» INSTRUCTIONS TO FOLLOW
Only the lines from the top of the records below through the line containing "target: dog's face" should be printed, exactly and without pictures.

━━ RECORDED DATA ━━

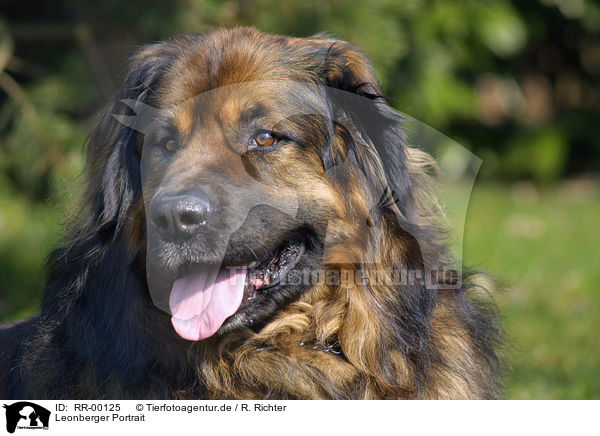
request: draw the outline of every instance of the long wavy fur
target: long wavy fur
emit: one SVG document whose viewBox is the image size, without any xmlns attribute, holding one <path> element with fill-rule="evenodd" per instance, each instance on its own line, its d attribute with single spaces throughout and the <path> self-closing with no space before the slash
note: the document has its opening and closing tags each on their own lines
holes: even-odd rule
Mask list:
<svg viewBox="0 0 600 436">
<path fill-rule="evenodd" d="M 315 285 L 258 333 L 240 329 L 192 345 L 153 306 L 144 271 L 140 135 L 112 114 L 131 114 L 123 99 L 159 104 L 156 91 L 181 47 L 226 32 L 237 32 L 249 49 L 272 38 L 253 29 L 217 31 L 146 47 L 132 60 L 89 139 L 81 214 L 52 255 L 41 314 L 0 332 L 0 369 L 7 374 L 0 375 L 1 396 L 497 397 L 501 332 L 493 306 L 471 295 L 467 272 L 460 289 L 428 289 L 419 281 Z M 372 264 L 422 274 L 449 266 L 426 183 L 432 162 L 405 146 L 402 117 L 385 102 L 364 55 L 327 35 L 296 41 L 306 52 L 303 62 L 314 67 L 308 80 L 371 102 L 346 113 L 343 102 L 332 101 L 345 127 L 324 165 L 348 156 L 358 165 L 333 182 L 340 193 L 330 222 L 336 243 L 324 264 L 367 278 Z M 371 191 L 361 172 L 373 181 Z M 371 201 L 373 192 L 378 198 Z M 370 201 L 374 225 L 365 240 L 359 217 Z M 360 261 L 347 263 L 348 253 Z"/>
</svg>

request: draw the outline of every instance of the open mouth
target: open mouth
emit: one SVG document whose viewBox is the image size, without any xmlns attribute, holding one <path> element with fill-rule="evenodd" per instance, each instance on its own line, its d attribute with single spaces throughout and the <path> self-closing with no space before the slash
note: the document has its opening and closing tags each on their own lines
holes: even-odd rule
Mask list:
<svg viewBox="0 0 600 436">
<path fill-rule="evenodd" d="M 191 341 L 212 336 L 240 307 L 250 306 L 258 293 L 280 284 L 304 250 L 304 239 L 291 238 L 260 261 L 225 267 L 188 265 L 169 297 L 175 331 Z"/>
<path fill-rule="evenodd" d="M 303 240 L 287 240 L 274 255 L 265 256 L 260 262 L 247 267 L 244 301 L 251 301 L 257 292 L 278 285 L 288 272 L 296 266 L 304 254 Z"/>
</svg>

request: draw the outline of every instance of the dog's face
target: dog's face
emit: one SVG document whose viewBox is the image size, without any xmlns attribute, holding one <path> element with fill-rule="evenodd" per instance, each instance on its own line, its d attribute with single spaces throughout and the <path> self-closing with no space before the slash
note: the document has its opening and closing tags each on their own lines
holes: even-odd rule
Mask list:
<svg viewBox="0 0 600 436">
<path fill-rule="evenodd" d="M 173 281 L 186 339 L 264 320 L 303 292 L 286 274 L 318 264 L 337 200 L 320 158 L 332 126 L 298 111 L 294 91 L 226 85 L 174 103 L 145 140 L 149 270 Z"/>
<path fill-rule="evenodd" d="M 361 134 L 327 90 L 371 80 L 362 55 L 327 69 L 330 40 L 225 36 L 176 41 L 138 144 L 148 286 L 188 340 L 268 322 L 311 287 L 291 271 L 345 261 L 324 259 L 332 223 L 337 243 L 364 243 L 376 221 L 348 166 Z"/>
</svg>

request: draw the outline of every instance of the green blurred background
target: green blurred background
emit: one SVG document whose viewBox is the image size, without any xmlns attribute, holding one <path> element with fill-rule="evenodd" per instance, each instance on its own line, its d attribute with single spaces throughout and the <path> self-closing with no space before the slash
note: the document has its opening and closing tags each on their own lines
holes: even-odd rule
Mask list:
<svg viewBox="0 0 600 436">
<path fill-rule="evenodd" d="M 87 132 L 137 45 L 215 26 L 329 31 L 369 55 L 396 109 L 483 160 L 463 256 L 507 287 L 495 296 L 511 338 L 504 396 L 600 398 L 596 1 L 0 5 L 0 320 L 37 310 Z"/>
</svg>

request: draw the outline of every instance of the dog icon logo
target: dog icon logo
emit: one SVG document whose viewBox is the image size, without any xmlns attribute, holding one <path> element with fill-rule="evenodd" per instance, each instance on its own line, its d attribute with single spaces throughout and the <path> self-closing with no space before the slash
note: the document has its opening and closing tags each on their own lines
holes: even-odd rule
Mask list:
<svg viewBox="0 0 600 436">
<path fill-rule="evenodd" d="M 4 405 L 6 409 L 6 431 L 19 429 L 48 429 L 50 411 L 28 401 Z"/>
</svg>

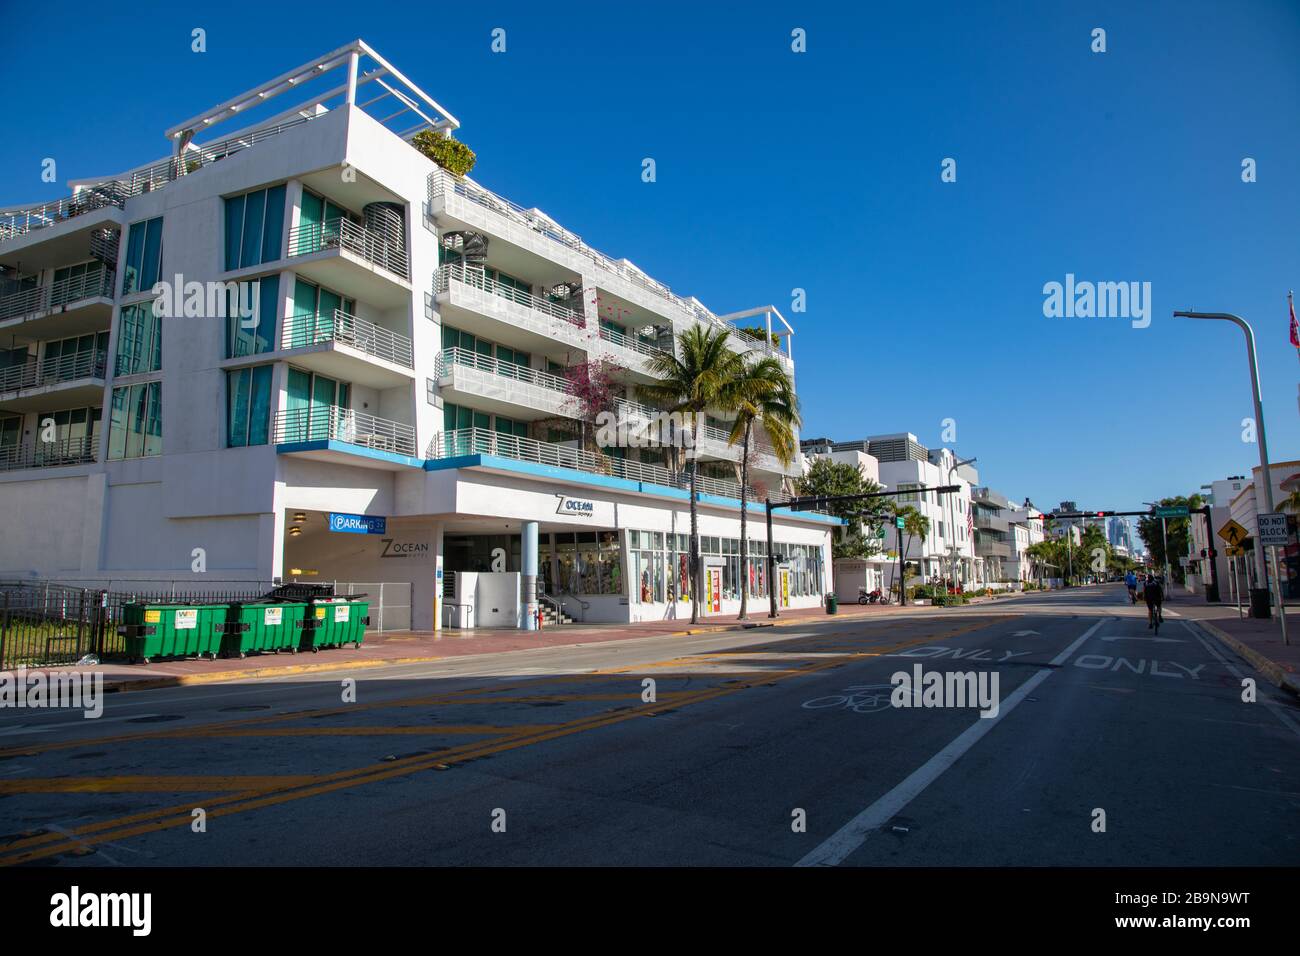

━━━

» SOLUTION TO THIS EXERCISE
request: draw the outline of every instance of the long wavy fur
target: long wavy fur
emit: one SVG document whose viewBox is the image size, without any xmlns attribute, holding one <path> element with fill-rule="evenodd" per instance, each instance on its own line, its d attribute with single spaces throughout and the <path> self-closing with no space before the slash
note: the document has its opening and closing tags each on their own lines
holes: even-odd rule
Mask list:
<svg viewBox="0 0 600 436">
<path fill-rule="evenodd" d="M 315 285 L 258 333 L 240 329 L 192 345 L 153 306 L 144 271 L 140 135 L 112 114 L 131 114 L 123 99 L 159 104 L 156 91 L 181 47 L 226 32 L 237 32 L 249 49 L 272 38 L 253 29 L 217 31 L 146 47 L 132 60 L 89 139 L 81 214 L 52 255 L 41 314 L 0 332 L 0 369 L 7 374 L 0 375 L 1 396 L 497 397 L 501 332 L 493 306 L 471 295 L 467 272 L 460 289 L 428 289 L 419 281 Z M 372 264 L 422 274 L 449 266 L 426 183 L 432 162 L 405 146 L 402 117 L 385 102 L 364 55 L 327 35 L 296 41 L 306 52 L 303 62 L 314 67 L 308 80 L 371 102 L 346 113 L 343 102 L 332 101 L 345 127 L 324 165 L 348 156 L 358 165 L 333 182 L 340 193 L 330 222 L 336 243 L 324 264 L 367 278 Z M 371 191 L 361 172 L 373 181 Z M 371 201 L 373 192 L 378 198 Z M 370 201 L 374 225 L 365 240 L 359 217 Z M 360 261 L 347 263 L 348 253 Z"/>
</svg>

request: draw the outline of every instance of the open mouth
target: open mouth
emit: one SVG document whose viewBox is the image size, without any xmlns attribute, holding one <path> element with fill-rule="evenodd" per instance, each instance on its own line, its d attribute with single spaces throughout and the <path> self-closing with no space before the slash
note: the document has its opening and closing tags each on their own lines
holes: even-odd rule
Mask list:
<svg viewBox="0 0 600 436">
<path fill-rule="evenodd" d="M 191 341 L 212 336 L 240 307 L 250 306 L 258 293 L 280 284 L 304 250 L 304 239 L 291 238 L 260 261 L 225 267 L 188 265 L 169 297 L 175 331 Z"/>
<path fill-rule="evenodd" d="M 303 240 L 287 240 L 274 255 L 265 256 L 260 262 L 247 267 L 244 301 L 251 301 L 257 292 L 278 285 L 288 272 L 296 266 L 304 254 Z"/>
</svg>

request: draw the outline of every instance of the dog's face
target: dog's face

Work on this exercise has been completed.